- WRITTEN INSTRUCTION -
Set down, without any change, the lines of the rows below that run from the line containing "gray bird --all-instances" through the line containing "(32, 8), (18, 8)]", both of those lines included.

- ENTRIES SHOWN -
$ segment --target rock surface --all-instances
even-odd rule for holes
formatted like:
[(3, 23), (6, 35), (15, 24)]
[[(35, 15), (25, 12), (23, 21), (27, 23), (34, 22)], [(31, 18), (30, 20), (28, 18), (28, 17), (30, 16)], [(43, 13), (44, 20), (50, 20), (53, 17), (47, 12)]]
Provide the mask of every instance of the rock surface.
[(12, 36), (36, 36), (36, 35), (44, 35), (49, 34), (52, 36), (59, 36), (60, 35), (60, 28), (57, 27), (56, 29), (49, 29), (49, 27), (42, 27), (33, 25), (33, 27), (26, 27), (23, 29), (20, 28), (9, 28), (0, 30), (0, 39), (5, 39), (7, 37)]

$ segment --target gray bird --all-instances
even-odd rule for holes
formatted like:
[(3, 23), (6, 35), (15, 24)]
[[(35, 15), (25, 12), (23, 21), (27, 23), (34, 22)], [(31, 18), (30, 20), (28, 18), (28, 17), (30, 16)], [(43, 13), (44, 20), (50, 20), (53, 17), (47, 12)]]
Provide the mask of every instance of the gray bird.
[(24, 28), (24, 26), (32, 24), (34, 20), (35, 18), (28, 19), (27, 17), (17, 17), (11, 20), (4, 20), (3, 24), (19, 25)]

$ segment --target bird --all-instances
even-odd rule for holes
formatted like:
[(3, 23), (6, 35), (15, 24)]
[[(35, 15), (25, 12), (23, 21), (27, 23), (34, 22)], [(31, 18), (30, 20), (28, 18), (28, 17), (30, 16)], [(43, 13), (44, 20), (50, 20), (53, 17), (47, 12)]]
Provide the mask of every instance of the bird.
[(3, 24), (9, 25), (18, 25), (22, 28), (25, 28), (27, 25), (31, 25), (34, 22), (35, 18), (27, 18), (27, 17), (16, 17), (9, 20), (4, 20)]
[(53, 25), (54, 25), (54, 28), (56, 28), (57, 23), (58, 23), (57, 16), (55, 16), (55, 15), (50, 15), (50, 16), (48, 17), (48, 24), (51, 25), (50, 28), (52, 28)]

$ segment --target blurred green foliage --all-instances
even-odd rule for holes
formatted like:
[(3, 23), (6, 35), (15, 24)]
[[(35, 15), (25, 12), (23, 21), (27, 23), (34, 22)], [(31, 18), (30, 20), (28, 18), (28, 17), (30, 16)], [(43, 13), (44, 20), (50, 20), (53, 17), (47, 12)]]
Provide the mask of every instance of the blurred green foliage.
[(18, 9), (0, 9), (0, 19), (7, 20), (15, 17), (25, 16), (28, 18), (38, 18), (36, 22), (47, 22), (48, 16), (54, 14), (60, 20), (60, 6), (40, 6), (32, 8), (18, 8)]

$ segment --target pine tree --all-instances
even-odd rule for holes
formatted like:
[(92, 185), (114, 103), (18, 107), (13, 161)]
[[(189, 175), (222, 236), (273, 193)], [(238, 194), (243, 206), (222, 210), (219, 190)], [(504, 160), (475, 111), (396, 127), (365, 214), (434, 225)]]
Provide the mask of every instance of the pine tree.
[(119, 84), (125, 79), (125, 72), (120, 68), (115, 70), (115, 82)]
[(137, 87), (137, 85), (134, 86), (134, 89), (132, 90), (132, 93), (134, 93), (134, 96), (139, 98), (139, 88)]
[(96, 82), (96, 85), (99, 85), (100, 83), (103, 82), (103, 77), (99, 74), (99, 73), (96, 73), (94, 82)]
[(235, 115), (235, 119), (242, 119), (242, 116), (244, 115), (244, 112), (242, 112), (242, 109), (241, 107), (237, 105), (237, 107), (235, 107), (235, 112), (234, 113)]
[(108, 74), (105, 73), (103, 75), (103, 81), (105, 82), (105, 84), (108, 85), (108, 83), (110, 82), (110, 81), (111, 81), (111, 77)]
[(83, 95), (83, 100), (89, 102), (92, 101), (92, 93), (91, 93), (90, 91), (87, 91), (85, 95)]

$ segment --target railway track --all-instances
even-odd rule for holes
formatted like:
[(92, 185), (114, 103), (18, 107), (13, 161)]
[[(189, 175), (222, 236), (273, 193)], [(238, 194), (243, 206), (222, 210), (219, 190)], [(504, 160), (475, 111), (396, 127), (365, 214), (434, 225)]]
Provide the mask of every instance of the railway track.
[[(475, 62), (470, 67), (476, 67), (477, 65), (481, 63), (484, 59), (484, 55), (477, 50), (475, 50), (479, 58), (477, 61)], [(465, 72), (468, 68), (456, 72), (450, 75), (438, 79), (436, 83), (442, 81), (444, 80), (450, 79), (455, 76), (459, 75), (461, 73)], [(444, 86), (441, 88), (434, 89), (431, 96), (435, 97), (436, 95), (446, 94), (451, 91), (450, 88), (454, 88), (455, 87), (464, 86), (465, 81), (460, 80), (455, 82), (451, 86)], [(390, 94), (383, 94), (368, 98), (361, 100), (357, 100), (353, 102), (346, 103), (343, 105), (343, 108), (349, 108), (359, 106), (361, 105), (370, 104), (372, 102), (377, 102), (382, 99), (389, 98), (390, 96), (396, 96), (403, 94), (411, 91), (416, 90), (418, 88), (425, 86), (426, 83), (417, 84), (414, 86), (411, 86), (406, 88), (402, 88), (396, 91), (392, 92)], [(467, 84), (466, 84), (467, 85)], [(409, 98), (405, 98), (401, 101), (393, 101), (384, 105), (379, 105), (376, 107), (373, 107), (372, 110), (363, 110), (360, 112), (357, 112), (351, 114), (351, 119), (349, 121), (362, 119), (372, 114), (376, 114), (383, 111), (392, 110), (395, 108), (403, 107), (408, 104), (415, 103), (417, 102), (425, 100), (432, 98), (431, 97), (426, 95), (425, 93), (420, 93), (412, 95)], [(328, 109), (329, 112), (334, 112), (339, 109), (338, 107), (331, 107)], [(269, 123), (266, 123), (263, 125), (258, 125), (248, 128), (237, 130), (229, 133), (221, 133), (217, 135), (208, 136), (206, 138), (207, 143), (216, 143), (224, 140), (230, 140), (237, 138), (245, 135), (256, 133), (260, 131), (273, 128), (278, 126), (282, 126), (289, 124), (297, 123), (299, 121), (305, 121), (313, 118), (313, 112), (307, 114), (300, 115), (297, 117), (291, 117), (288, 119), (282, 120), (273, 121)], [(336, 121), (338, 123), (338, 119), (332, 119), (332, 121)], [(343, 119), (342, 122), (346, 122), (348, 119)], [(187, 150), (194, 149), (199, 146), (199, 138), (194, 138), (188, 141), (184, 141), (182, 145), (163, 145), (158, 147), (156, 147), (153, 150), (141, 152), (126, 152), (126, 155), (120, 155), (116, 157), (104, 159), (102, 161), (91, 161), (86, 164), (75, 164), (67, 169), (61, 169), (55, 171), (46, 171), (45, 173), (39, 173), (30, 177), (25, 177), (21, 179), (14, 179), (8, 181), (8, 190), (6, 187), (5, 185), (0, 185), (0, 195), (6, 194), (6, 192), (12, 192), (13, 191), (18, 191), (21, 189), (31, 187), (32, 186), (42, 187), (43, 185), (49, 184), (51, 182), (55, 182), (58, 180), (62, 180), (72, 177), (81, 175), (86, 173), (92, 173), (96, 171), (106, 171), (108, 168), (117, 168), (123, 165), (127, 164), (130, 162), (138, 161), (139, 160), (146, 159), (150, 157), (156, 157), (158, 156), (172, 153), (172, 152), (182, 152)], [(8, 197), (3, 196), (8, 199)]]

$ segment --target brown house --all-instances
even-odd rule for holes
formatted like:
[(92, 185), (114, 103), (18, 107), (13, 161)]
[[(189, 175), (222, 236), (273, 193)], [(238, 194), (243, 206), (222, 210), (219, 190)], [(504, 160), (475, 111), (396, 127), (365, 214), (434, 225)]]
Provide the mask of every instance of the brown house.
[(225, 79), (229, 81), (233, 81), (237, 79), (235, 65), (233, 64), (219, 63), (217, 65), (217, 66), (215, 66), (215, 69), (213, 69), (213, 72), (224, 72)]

- ANSWER BELOW -
$ segment --target gray bird --all-instances
even-odd rule for holes
formatted like:
[(3, 23), (6, 35), (15, 24)]
[[(35, 15), (25, 12), (23, 21), (27, 23), (34, 22)], [(31, 18), (30, 20), (28, 18), (28, 17), (30, 16)], [(43, 13), (44, 20), (50, 20), (53, 17), (47, 12)]]
Provide the mask of every instance of the gray bird.
[(24, 28), (24, 26), (32, 24), (34, 20), (35, 18), (28, 19), (27, 17), (17, 17), (11, 20), (4, 20), (3, 24), (19, 25)]

$ segment --target bird --all-instances
even-odd rule for holes
formatted like:
[(3, 23), (6, 35), (15, 24)]
[[(35, 15), (25, 12), (23, 21), (27, 23), (34, 22)], [(31, 18), (30, 20), (28, 18), (28, 17), (30, 16)], [(43, 13), (44, 20), (50, 20), (53, 17), (47, 12)]]
Provide the mask of every instance of the bird.
[(3, 24), (9, 25), (18, 25), (22, 28), (25, 28), (27, 25), (31, 25), (34, 22), (35, 18), (27, 18), (27, 17), (16, 17), (9, 20), (4, 20)]
[(53, 25), (54, 25), (54, 28), (56, 28), (57, 23), (58, 23), (57, 16), (55, 16), (55, 15), (50, 15), (50, 16), (48, 17), (48, 24), (51, 25), (50, 28), (52, 28)]

$ segment --target blurred green foliage --all-instances
even-odd rule for holes
formatted like:
[(3, 23), (6, 35), (15, 24)]
[[(35, 15), (25, 12), (23, 21), (27, 23), (34, 22)], [(31, 18), (30, 20), (28, 18), (28, 17), (30, 16)], [(43, 13), (44, 20), (50, 20), (53, 17), (47, 12)]]
Provide the mask of every instance of the blurred green foliage.
[(18, 9), (0, 9), (0, 19), (7, 20), (15, 17), (25, 16), (28, 18), (38, 18), (36, 22), (47, 22), (48, 16), (54, 14), (60, 20), (60, 6), (40, 6), (32, 8), (18, 8)]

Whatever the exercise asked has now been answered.